[Exercise prompt]: Reproduce unchanged the lines of the entries, starting at the line containing "Where can you spot the chrysler" and running to the last line of the entries, inclusive.

[Exercise material]:
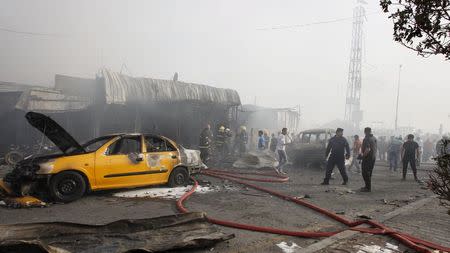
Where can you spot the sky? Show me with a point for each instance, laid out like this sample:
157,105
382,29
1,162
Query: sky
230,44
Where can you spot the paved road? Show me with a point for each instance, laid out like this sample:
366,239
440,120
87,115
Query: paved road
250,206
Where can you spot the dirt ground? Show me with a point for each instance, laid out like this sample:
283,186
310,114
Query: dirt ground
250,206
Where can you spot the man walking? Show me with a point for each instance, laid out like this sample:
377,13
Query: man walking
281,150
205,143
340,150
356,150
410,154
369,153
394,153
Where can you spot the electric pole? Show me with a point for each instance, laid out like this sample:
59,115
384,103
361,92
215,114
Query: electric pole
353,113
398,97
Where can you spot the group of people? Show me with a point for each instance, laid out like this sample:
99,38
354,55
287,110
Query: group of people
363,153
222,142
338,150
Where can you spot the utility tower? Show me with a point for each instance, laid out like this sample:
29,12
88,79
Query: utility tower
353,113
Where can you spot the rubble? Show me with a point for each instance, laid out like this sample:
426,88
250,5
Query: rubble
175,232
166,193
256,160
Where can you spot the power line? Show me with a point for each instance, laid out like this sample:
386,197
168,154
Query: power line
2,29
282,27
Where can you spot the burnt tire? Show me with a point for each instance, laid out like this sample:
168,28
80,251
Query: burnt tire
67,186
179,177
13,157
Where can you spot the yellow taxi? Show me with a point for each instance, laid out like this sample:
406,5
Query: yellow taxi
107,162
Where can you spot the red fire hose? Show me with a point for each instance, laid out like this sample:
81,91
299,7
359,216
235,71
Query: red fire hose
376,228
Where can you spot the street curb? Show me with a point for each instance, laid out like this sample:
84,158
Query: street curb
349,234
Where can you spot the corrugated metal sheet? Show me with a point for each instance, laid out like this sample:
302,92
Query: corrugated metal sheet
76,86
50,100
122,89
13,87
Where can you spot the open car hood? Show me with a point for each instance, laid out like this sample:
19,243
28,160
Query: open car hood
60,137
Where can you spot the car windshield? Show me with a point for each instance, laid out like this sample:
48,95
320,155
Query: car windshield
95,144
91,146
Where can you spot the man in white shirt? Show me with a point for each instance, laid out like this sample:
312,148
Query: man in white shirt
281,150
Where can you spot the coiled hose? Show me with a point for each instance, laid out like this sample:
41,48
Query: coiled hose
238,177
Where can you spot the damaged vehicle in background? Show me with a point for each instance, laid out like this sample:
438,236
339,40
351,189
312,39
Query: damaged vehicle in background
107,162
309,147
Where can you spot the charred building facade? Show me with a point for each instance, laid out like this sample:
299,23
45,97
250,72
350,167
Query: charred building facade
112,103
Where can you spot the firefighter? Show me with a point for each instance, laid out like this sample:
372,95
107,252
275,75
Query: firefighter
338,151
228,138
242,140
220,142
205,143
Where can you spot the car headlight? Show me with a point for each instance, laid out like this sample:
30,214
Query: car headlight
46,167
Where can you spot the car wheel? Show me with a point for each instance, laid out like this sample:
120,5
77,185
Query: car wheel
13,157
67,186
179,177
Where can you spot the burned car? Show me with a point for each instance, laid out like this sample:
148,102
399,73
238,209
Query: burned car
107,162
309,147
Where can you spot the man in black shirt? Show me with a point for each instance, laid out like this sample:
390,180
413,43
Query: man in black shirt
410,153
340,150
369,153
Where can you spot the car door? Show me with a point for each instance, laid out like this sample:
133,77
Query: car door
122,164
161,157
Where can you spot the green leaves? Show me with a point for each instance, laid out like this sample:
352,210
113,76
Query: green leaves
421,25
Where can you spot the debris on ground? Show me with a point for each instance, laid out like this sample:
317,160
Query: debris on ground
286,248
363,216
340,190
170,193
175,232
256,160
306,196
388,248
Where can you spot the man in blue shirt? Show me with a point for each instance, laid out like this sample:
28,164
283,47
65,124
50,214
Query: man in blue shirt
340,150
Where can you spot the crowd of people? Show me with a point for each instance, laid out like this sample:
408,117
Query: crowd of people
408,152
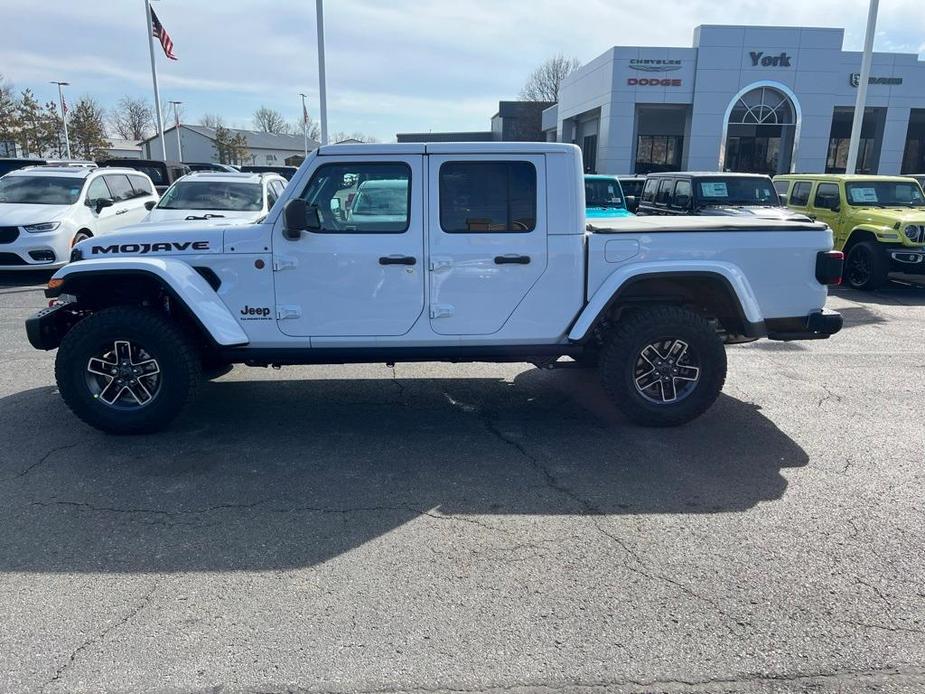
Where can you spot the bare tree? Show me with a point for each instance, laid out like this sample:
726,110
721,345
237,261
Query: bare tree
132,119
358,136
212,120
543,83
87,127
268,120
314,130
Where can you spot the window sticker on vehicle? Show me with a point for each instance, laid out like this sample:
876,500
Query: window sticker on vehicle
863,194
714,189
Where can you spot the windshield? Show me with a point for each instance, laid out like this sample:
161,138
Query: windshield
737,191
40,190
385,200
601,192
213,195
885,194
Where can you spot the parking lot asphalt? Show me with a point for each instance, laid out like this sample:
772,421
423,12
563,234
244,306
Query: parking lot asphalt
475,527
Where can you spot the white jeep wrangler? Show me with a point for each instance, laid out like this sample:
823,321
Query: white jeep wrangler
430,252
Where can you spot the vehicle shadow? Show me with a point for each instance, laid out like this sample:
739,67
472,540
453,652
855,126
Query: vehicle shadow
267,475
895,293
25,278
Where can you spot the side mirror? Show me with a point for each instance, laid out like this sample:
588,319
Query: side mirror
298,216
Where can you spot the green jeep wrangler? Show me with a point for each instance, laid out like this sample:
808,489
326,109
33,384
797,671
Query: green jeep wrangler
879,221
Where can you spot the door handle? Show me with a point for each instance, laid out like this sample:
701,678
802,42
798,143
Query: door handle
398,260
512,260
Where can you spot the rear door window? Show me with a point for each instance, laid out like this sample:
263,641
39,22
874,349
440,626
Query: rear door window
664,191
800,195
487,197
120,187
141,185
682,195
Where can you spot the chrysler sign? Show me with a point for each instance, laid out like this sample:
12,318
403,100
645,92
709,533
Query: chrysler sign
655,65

[Completed task]:
Where can you spot the chrysler sign? Show me with a point for each instance, laid out like this sample:
12,318
403,100
645,92
709,533
Query: chrysler sign
655,65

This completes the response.